Information supplied:
::::::

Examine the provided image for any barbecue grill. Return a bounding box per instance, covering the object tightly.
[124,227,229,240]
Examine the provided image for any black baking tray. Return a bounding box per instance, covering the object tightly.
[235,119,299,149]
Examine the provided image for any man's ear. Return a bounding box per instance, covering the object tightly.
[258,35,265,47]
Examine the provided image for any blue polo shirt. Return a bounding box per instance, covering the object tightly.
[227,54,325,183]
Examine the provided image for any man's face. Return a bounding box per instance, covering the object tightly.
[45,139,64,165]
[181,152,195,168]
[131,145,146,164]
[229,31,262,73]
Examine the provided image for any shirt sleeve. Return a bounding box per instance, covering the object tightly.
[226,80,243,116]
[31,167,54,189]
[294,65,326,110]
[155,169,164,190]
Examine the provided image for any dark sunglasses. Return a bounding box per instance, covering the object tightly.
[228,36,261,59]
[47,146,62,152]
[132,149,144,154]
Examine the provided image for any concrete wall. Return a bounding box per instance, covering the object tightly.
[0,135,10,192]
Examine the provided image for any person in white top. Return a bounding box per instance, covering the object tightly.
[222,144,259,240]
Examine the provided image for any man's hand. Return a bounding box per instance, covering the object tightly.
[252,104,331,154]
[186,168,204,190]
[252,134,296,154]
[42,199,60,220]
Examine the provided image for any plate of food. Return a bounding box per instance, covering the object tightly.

::::::

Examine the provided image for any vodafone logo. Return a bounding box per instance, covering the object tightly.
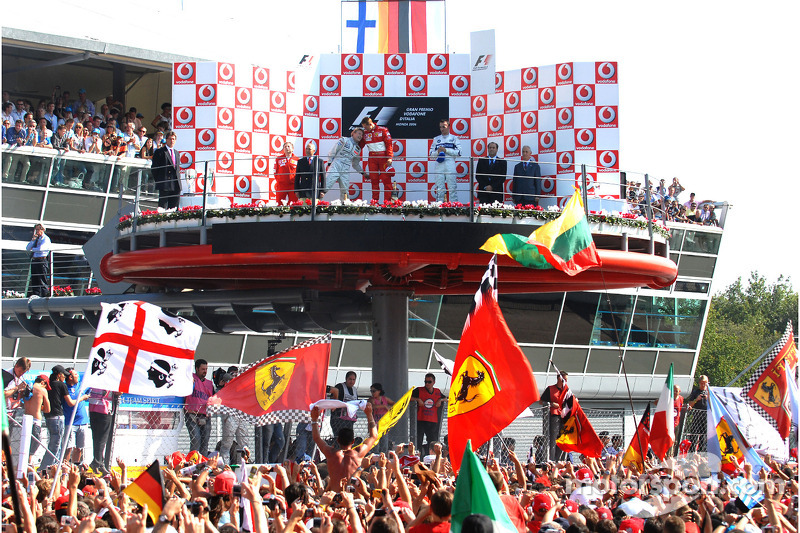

::::::

Your task:
Using the data above, reproduce exactly the lines between those holding "Examine the provided image for any concrete" and "Examine the provided image for any plate", inclusive, and no others.

The completed task:
Examine the provided image for any concrete wall. Return a bounding box per instance, covering the object tightly.
[0,135,10,192]
Examine the provided image for any person in white top. Return a bounding box per instance, covering the object tightly.
[222,144,259,240]
Examine the provided image for any man's hand. Return a bounding box per instance, covering the object tightly.
[252,104,331,154]
[186,168,204,190]
[252,134,296,154]
[42,199,60,220]
Examine the provided image for any plate of food. Return a bounding box per instance, covering the object tightly.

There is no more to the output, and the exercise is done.